Provided passage ::
▼
The project defined a set of test cases which have been analysed experimentally and numerically. The list of test cases is:
- Profile NACA 0015
o Without control device
o With Plasma actuators
o With Synthetic Jets actuators
o With Micro-Blowing/Suction actuators
o With Pulsed Jets actuators
- Backward Facing Step
o Without control device
o With Plasma actuators
o With Oscillating surface actuators
o With Micro-Blowing/Suction actuators
o With Synthetic Jets actuators
o With Spanwise Vortex Generators
Regarding the experimental test cases, the primary objective of these experiments was to explore the possibility of influencing the mean flow downstream a backward-facing step or in the wake of a NACA0015 model by using a variety of actuators. The present investigations demonstrate the influence of these devices on the development of the free shear layer. Some of these actuators can provide a high mass injection or velocity ratio (synthetic jets, pulsed jets,…) when others can only promotes small amplitude perturbations in the natural flow (plasma actuators, piezoelectric actuators,…). For the latter actuators, the flow dynamic cannot be drastically changed without fine control strategies as developed in this project.
Regarding the proposed experimental researches as defined in the DoW, most of the proposal content has been conducted. Development of innovative actuators has been conducted, the dynamical behaviour of the separated boundary layer has been analysed by mean and time-resolved measurements, the wall signature of periodic structures existing in the separated layer has been identified, the most effective location for the actuator has been defined regarding a reduction or increase in turbulence, lock-in of coherent flow structures has been demonstrated.
Regarding the simulation tasks, the main objectives of WP3 are the comparison and validation of numerical results with respect to experimental data. Numerical computations will focus on the flow control mechanisms, especially the manipulation of the Reynolds stresses and the suppression of flow-separation.
The task in WP3 is to numerically study the basic flow (without flow-control devices) and to compare the results obtained with experimental data in order to verify the ability of the computational tools to reproduce the main features of the flow.
In the present study, the mesh requirements were first considered for simulating the uncontrolled “base” flows accurately in order to detect possible unsteady turbulent flow physics, such as the characteristic frequencies related to shear layer instability, flow separation or vortex shedding, etc. In the simulation of flow field with oscillating control devices, as with the oscillating surfaces and synthetic/pulse jet, moving mesh strategies were taken to simulate accurately the unsteady flow and the effects of oscillating control devices on the flow field characteristics.
In WP3, the flow fields with active control devices were simulated as exactly the same as the experiments outlined in WP2, to validate the code and to identify the basic flow unsteady components and unsteady components from flow control devices. High accuracy numerical techniques have been developed to simulate the flow field with control devices in it, especially the techniques to simulate high frequency unsteady flow induced by flow control devices. From WP3 simulation the relationships of the unsteady property between the flow field and the frequency of devices were explored. The present consortium also investigated the interaction between the basic flow unsteady components and the unsteady components from the flow control devices to evaluate the proper control strategy for drag reduction as well as for separation control.
▲
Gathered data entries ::
▼
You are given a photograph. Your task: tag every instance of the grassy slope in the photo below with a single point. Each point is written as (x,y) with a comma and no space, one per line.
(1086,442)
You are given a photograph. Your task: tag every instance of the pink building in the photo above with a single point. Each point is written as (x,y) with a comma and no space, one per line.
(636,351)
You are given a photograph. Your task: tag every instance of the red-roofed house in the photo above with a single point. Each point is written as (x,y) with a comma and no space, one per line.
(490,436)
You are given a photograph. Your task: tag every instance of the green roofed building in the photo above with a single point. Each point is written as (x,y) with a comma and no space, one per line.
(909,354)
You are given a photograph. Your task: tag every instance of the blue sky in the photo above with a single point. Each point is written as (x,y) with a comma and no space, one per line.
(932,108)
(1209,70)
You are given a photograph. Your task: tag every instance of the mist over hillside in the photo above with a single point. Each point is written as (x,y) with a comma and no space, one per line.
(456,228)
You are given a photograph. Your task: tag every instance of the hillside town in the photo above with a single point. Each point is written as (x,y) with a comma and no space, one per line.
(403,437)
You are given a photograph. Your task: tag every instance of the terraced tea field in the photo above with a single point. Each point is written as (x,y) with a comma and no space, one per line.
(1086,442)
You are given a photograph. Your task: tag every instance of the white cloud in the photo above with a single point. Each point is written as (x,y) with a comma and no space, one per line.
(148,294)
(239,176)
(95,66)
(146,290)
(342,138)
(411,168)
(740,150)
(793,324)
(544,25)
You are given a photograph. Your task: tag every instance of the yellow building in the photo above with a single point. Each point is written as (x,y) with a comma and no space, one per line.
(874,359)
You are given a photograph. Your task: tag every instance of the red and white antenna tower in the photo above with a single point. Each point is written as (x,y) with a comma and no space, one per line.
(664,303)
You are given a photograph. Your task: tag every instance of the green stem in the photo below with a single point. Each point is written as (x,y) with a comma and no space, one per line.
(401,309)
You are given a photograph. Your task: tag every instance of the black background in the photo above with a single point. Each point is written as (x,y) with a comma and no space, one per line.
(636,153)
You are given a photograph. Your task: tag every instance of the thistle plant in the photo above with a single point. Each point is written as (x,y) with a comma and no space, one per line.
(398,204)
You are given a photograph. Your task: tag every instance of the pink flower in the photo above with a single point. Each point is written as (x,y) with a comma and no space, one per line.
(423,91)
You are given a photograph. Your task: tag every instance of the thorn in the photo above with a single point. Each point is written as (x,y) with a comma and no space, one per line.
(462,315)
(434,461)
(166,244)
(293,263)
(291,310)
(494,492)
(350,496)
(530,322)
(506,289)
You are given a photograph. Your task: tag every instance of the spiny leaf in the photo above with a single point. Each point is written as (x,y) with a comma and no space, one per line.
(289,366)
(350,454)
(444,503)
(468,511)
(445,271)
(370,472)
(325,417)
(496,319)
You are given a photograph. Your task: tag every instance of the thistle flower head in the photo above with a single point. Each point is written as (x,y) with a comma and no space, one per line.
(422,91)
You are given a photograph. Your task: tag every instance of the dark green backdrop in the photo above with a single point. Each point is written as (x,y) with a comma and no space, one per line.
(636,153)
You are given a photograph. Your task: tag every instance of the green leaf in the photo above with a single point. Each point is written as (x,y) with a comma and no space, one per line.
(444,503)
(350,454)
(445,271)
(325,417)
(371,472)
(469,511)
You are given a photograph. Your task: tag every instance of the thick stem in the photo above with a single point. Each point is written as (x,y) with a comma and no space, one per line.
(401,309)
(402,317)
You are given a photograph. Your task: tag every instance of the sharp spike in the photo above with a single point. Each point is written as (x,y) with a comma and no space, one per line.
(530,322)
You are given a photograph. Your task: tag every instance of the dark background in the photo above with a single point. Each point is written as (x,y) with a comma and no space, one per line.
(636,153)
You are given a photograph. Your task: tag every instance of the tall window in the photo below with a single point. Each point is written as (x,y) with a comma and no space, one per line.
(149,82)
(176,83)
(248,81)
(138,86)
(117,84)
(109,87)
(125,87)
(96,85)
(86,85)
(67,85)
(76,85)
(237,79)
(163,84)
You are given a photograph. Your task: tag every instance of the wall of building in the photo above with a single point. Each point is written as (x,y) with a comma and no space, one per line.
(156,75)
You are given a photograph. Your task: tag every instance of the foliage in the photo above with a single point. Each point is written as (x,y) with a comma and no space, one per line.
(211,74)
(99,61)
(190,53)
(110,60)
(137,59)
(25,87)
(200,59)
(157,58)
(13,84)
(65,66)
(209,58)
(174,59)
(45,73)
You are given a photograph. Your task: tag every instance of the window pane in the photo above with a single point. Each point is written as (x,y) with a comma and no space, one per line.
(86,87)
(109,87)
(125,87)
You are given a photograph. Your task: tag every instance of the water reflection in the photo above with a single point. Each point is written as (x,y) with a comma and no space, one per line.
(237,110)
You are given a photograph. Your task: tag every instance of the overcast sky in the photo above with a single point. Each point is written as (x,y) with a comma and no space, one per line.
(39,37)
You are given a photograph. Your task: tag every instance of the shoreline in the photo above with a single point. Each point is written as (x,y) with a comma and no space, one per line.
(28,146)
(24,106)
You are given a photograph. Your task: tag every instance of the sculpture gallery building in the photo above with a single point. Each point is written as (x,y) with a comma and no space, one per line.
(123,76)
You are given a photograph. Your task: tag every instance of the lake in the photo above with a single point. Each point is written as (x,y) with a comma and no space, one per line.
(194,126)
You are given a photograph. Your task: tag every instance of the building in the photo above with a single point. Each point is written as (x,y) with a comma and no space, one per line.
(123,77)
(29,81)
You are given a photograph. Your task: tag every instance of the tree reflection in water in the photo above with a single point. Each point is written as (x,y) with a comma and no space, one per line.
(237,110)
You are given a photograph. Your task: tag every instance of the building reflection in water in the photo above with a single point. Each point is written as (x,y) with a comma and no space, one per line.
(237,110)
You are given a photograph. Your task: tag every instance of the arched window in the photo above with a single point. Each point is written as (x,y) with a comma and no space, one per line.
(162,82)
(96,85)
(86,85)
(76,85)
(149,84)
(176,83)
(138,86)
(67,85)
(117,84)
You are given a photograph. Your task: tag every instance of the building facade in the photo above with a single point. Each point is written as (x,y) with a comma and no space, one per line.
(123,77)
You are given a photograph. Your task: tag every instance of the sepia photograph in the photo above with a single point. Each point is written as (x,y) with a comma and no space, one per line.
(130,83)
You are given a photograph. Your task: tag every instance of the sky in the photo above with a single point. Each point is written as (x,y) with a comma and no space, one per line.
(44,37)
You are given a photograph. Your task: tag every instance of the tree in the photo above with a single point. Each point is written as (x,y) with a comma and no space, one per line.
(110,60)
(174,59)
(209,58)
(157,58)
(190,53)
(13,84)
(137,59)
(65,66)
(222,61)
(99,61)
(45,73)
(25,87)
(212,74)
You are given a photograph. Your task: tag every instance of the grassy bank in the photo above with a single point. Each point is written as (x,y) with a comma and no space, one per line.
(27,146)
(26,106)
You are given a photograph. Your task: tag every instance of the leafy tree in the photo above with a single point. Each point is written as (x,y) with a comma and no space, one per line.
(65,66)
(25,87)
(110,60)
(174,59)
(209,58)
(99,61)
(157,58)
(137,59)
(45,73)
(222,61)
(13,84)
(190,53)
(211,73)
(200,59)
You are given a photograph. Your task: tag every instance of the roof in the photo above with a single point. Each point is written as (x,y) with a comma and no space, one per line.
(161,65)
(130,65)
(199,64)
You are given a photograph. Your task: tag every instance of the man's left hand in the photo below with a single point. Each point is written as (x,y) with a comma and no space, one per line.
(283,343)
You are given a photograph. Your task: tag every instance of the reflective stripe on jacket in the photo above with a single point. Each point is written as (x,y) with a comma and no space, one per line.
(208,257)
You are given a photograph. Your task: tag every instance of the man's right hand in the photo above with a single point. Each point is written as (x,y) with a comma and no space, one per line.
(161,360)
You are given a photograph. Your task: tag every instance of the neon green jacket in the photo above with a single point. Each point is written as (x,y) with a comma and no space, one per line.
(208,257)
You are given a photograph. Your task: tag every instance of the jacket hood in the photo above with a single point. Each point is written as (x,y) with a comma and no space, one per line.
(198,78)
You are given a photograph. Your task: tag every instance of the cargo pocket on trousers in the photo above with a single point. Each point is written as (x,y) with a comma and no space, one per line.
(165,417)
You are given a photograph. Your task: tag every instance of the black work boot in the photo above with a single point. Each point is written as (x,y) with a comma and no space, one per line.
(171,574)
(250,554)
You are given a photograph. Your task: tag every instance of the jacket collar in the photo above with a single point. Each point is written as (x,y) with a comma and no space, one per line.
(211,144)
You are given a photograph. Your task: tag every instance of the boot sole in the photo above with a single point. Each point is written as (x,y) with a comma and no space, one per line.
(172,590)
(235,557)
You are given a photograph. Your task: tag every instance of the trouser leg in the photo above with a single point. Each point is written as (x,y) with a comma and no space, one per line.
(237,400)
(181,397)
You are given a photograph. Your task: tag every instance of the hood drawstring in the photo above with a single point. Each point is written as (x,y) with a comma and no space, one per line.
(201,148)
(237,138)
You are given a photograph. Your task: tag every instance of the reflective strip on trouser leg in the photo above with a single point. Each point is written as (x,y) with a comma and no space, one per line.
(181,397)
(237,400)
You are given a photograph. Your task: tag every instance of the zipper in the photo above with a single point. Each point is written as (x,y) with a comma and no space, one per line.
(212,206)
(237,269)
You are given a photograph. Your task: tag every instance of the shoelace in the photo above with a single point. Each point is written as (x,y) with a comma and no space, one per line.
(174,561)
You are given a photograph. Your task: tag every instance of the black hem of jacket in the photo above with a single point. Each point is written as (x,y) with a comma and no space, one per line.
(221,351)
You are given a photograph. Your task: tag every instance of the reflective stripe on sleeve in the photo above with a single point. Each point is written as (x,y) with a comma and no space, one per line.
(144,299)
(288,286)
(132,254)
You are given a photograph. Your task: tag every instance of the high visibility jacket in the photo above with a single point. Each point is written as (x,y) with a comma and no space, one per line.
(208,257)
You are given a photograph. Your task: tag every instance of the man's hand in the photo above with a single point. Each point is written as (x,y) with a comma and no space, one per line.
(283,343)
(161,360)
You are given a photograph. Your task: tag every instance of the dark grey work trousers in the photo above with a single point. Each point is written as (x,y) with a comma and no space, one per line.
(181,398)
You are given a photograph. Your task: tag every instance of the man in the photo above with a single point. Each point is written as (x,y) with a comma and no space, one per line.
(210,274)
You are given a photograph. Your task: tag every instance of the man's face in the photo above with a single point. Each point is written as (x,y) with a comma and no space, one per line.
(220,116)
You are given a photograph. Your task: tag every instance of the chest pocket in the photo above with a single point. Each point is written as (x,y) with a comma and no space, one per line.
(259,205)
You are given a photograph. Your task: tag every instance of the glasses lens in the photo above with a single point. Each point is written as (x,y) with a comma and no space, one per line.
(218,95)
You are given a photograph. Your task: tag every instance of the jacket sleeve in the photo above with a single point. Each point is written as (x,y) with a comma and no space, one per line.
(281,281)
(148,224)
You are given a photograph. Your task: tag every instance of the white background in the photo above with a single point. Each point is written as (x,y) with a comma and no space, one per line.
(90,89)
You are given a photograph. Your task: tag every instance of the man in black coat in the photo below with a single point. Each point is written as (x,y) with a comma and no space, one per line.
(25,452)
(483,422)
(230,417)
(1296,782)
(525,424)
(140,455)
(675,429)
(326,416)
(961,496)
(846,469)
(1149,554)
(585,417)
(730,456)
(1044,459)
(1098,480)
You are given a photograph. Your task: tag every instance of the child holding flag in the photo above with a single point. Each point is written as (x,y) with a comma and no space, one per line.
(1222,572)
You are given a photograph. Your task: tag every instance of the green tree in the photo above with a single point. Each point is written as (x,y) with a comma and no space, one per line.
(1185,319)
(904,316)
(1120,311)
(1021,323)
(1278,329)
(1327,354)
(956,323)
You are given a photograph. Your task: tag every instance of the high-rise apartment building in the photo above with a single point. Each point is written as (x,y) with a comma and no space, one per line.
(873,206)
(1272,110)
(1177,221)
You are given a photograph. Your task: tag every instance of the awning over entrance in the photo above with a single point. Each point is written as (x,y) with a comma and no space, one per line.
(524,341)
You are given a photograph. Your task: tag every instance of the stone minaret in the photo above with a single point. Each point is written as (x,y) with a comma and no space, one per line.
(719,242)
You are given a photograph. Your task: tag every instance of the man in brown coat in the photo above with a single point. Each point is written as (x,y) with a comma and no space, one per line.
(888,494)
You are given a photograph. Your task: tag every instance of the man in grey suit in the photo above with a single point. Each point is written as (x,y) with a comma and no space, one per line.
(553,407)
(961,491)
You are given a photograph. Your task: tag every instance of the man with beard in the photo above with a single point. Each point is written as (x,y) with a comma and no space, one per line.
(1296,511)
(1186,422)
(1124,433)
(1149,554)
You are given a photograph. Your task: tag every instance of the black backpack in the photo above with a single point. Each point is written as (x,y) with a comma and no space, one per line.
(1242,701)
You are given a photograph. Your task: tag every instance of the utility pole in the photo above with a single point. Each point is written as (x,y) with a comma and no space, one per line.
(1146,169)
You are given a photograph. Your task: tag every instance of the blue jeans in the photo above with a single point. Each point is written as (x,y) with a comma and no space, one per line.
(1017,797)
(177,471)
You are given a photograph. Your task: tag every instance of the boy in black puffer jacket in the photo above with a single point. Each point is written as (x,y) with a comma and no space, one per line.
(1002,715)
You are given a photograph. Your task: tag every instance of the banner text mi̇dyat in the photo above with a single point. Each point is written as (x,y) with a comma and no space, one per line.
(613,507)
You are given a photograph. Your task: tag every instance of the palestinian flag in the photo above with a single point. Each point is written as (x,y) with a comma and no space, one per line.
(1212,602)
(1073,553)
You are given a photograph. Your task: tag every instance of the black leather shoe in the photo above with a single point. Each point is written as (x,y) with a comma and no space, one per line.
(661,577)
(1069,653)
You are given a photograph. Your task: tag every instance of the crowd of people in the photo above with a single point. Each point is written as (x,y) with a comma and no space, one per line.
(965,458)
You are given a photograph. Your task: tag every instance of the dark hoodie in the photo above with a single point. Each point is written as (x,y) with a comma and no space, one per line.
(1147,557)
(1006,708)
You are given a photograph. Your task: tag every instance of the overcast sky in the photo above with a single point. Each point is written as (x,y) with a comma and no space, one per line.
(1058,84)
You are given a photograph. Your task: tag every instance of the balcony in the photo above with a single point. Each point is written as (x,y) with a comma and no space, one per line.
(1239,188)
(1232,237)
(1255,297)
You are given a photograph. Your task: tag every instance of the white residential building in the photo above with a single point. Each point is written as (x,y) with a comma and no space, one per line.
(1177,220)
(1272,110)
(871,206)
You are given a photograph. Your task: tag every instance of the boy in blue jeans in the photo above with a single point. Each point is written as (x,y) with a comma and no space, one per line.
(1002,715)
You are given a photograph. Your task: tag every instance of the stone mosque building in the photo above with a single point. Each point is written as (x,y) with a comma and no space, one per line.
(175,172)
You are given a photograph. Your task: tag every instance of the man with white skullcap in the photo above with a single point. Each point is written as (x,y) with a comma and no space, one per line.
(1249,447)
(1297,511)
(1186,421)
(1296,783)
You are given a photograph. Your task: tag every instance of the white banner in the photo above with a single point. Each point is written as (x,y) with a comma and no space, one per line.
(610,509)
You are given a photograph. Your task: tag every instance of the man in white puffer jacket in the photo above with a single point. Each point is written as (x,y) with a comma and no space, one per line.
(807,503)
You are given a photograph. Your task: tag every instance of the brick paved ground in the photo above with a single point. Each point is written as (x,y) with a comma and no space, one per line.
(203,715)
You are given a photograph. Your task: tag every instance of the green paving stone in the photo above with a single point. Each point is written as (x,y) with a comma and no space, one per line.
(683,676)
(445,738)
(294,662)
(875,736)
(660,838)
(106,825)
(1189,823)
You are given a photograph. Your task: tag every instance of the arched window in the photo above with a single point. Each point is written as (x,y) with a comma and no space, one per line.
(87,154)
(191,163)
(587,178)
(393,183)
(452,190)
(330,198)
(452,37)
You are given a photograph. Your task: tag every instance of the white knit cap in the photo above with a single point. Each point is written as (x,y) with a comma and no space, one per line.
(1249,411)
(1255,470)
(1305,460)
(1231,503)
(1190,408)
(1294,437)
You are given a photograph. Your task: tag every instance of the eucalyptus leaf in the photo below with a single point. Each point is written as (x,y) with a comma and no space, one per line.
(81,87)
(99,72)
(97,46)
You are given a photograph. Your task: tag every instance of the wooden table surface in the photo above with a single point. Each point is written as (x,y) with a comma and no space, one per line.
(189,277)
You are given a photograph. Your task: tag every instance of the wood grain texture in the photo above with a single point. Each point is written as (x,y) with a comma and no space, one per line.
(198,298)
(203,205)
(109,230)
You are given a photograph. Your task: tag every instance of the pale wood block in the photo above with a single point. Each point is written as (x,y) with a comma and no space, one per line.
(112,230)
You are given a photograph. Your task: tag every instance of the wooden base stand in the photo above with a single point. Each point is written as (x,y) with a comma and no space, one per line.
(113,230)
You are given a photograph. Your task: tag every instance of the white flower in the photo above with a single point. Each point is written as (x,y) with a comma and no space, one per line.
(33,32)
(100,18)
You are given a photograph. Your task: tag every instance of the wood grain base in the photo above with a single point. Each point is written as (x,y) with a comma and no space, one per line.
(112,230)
▲
Using the flow control project summary, decide whether each statement agrees with it, answering yes or no and quoting the deciding words. 1. In WP3, the basic flow is the flow without flow-control devices. 2. Moving mesh strategies were used when simulating flow with oscillating control devices. 3. All of the proposal content defined in the DoW was conducted. This material was taken from a separate source.

1. Yes: "to numerically study the basic flow (without flow-control devices)"
2. Yes: "moving mesh strategies were taken to simulate accurately the unsteady flow and the effects of oscillating control devices on the flow field characteristics"
3. No: "most of the proposal content has been conducted"